====== 제시된 자료
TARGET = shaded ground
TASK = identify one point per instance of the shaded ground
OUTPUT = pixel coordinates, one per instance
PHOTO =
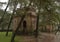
(43, 37)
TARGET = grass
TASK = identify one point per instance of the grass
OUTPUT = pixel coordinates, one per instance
(4, 38)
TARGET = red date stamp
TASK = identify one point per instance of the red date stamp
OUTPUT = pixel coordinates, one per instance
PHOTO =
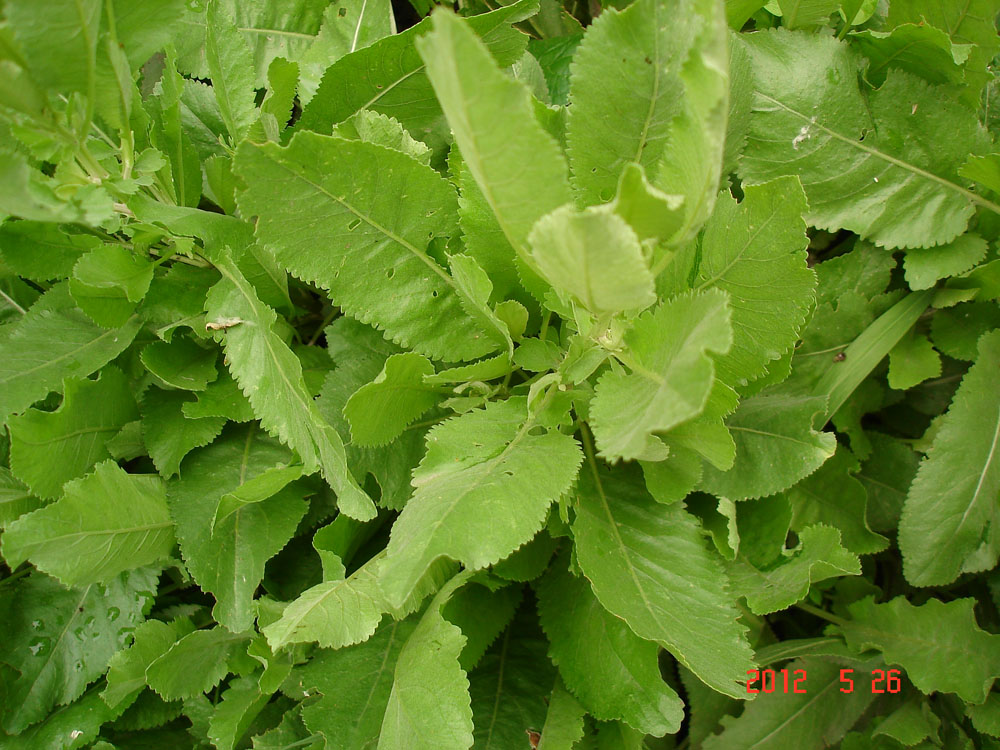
(794, 681)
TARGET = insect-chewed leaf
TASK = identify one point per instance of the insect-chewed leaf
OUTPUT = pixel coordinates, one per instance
(60, 639)
(886, 168)
(821, 556)
(929, 642)
(949, 523)
(671, 377)
(365, 228)
(755, 251)
(519, 169)
(429, 705)
(481, 467)
(105, 523)
(647, 564)
(644, 47)
(612, 671)
(271, 376)
(381, 410)
(47, 449)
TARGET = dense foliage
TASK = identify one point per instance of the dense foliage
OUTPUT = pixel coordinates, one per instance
(526, 378)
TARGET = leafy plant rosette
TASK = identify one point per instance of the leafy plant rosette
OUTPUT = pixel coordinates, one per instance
(535, 376)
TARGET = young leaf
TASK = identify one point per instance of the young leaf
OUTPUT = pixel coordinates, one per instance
(646, 45)
(59, 640)
(354, 188)
(481, 466)
(271, 377)
(105, 523)
(54, 340)
(927, 642)
(168, 434)
(594, 258)
(649, 566)
(776, 446)
(859, 161)
(508, 164)
(47, 449)
(612, 671)
(950, 511)
(667, 351)
(755, 251)
(381, 410)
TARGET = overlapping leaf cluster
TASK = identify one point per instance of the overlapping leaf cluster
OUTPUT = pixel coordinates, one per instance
(522, 378)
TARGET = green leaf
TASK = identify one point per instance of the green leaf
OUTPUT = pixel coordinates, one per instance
(645, 45)
(194, 664)
(927, 642)
(509, 686)
(950, 510)
(381, 410)
(108, 283)
(354, 684)
(667, 352)
(483, 465)
(59, 639)
(818, 557)
(221, 398)
(50, 448)
(692, 160)
(924, 266)
(229, 65)
(508, 164)
(41, 251)
(613, 672)
(884, 166)
(345, 182)
(814, 719)
(912, 361)
(755, 251)
(226, 553)
(105, 523)
(776, 446)
(54, 340)
(389, 76)
(169, 435)
(127, 669)
(832, 496)
(593, 258)
(61, 41)
(796, 14)
(563, 726)
(181, 363)
(649, 566)
(429, 705)
(270, 375)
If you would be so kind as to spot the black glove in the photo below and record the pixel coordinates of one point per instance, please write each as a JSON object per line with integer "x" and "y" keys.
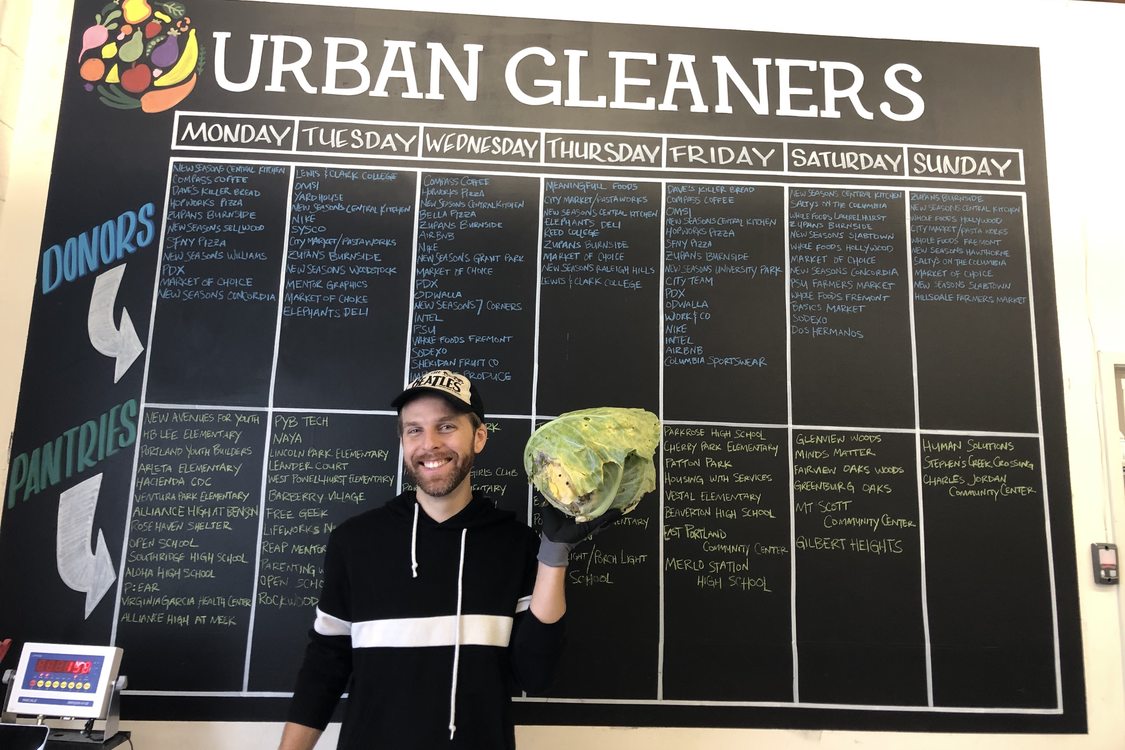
============
▶ _주어진 과제_
위의 항목을 처음부터 끝까지 한 글자도 바꾸지 말고 다시 적어 주세요. 그림은 답에 넣지 마세요.

▶ _전체 답변_
TARGET = shaded ground
TASK = identify one point per instance of the shaded ground
OUTPUT = pixel coordinates, one per instance
PHOTO =
(43, 37)
TARGET = grass
TASK = identify one point per instance of the grass
OUTPUT = pixel coordinates, one per instance
(4, 38)
TARGET = red date stamp
TASK = identify one point per instance of the red date stamp
OUTPUT = pixel coordinates, one per instance
PHOTO =
(794, 681)
TARGET = insect-chewed leaf
TASK = identify one point per instance of the insect-chewed leaf
OUTPUT = pixel coordinates, one per instance
(60, 639)
(886, 168)
(821, 556)
(929, 642)
(949, 523)
(671, 377)
(365, 228)
(755, 251)
(519, 169)
(429, 705)
(481, 467)
(105, 523)
(647, 564)
(644, 47)
(612, 671)
(271, 376)
(381, 410)
(47, 449)
TARGET = dense foliage
TASK = identify one point per instance of the dense foliage
OUTPUT = pixel coordinates, one per instance
(526, 378)
TARGET = leafy plant rosette
TASK = identify one point per instance of the leafy plant rosette
OUTPUT = pixel coordinates, one per instance
(535, 376)
TARGET = young leaf
TASK = identify one point per instance of the young leaf
OUTPUT = pixel coordinates, one per instance
(646, 45)
(59, 640)
(354, 188)
(481, 466)
(271, 377)
(105, 523)
(54, 340)
(927, 642)
(168, 434)
(594, 258)
(649, 566)
(776, 446)
(859, 161)
(508, 164)
(47, 449)
(612, 671)
(950, 511)
(667, 351)
(755, 251)
(381, 410)
TARGET = overlapping leaf cluster
TASK = identify one point per instance of the overlapping leaf cluster
OUTPUT = pixel coordinates, one per instance
(522, 378)
TARGET = green leaf
TASK = identify one point per instance of the green leaf
OUTPUT = pixel coordinates, one per instance
(645, 45)
(194, 664)
(927, 642)
(509, 686)
(950, 510)
(381, 410)
(108, 283)
(354, 684)
(667, 352)
(483, 465)
(59, 639)
(818, 557)
(221, 398)
(50, 448)
(692, 160)
(924, 266)
(229, 65)
(508, 164)
(41, 251)
(613, 672)
(884, 166)
(345, 182)
(814, 719)
(912, 361)
(755, 251)
(226, 553)
(105, 523)
(776, 446)
(54, 340)
(389, 76)
(169, 435)
(127, 669)
(832, 496)
(593, 258)
(61, 41)
(796, 14)
(563, 726)
(181, 363)
(649, 566)
(429, 705)
(270, 375)
If you would be so kind as to spot the black glove in the photo below and record the pixel coordinates of one point per instance, please write each as a JSON object per line with integer "x" and "y" keys.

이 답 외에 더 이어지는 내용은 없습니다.